> _Information given_:
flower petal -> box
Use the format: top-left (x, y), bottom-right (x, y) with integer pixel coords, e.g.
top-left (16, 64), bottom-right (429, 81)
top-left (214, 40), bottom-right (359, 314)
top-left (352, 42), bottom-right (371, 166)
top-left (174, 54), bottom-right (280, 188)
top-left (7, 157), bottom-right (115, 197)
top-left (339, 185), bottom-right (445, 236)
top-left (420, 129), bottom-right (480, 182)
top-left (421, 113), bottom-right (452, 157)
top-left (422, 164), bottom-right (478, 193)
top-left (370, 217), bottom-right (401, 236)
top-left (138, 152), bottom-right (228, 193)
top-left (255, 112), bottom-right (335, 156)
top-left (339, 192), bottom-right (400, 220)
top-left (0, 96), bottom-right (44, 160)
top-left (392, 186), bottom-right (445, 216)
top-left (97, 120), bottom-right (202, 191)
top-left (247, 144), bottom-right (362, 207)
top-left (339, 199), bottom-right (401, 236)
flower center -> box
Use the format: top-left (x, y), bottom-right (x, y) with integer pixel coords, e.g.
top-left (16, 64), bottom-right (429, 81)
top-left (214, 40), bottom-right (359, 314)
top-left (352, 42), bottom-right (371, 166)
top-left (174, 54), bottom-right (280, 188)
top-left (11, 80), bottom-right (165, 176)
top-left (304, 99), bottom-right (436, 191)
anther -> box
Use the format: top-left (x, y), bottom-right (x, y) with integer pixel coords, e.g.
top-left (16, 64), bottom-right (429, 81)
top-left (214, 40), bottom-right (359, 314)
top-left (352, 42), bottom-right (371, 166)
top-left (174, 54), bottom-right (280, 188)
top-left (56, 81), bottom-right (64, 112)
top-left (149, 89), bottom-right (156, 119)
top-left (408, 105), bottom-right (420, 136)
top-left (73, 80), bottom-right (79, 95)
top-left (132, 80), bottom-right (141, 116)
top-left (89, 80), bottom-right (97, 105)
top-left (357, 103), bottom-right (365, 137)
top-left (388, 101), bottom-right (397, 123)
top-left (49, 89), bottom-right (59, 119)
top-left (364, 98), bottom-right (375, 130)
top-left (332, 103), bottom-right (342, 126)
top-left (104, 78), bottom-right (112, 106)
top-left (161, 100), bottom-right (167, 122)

> _Task directions_:
Transcribe every record above word for word.

> _Result_:
flower petal -> box
Use the format: top-left (x, y), bottom-right (x, y) with integer pixel coords, e.g.
top-left (16, 64), bottom-right (429, 81)
top-left (214, 40), bottom-right (359, 314)
top-left (352, 42), bottom-right (371, 166)
top-left (174, 54), bottom-right (280, 188)
top-left (7, 157), bottom-right (115, 197)
top-left (339, 185), bottom-right (445, 236)
top-left (420, 129), bottom-right (480, 182)
top-left (421, 113), bottom-right (452, 157)
top-left (422, 164), bottom-right (478, 193)
top-left (370, 217), bottom-right (401, 236)
top-left (138, 152), bottom-right (228, 193)
top-left (255, 112), bottom-right (335, 156)
top-left (339, 192), bottom-right (400, 220)
top-left (0, 96), bottom-right (44, 160)
top-left (392, 186), bottom-right (445, 216)
top-left (97, 120), bottom-right (202, 191)
top-left (247, 144), bottom-right (362, 207)
top-left (339, 199), bottom-right (401, 236)
flower center -> box
Use the format: top-left (x, y), bottom-right (x, y) with integer pixel coords, e.g.
top-left (16, 64), bottom-right (429, 81)
top-left (214, 40), bottom-right (359, 314)
top-left (352, 42), bottom-right (371, 166)
top-left (174, 54), bottom-right (280, 188)
top-left (11, 80), bottom-right (165, 176)
top-left (304, 99), bottom-right (436, 191)
anther -> box
Use the format: top-left (x, y), bottom-right (x, y) with integer pixel coords, e.g.
top-left (16, 64), bottom-right (429, 81)
top-left (214, 40), bottom-right (359, 314)
top-left (352, 42), bottom-right (371, 166)
top-left (174, 54), bottom-right (280, 188)
top-left (56, 81), bottom-right (64, 112)
top-left (149, 89), bottom-right (156, 119)
top-left (408, 105), bottom-right (420, 136)
top-left (73, 80), bottom-right (79, 95)
top-left (132, 80), bottom-right (141, 116)
top-left (89, 80), bottom-right (97, 105)
top-left (357, 103), bottom-right (365, 137)
top-left (388, 101), bottom-right (397, 123)
top-left (49, 89), bottom-right (59, 119)
top-left (364, 98), bottom-right (375, 130)
top-left (332, 103), bottom-right (342, 126)
top-left (104, 78), bottom-right (112, 106)
top-left (161, 100), bottom-right (167, 122)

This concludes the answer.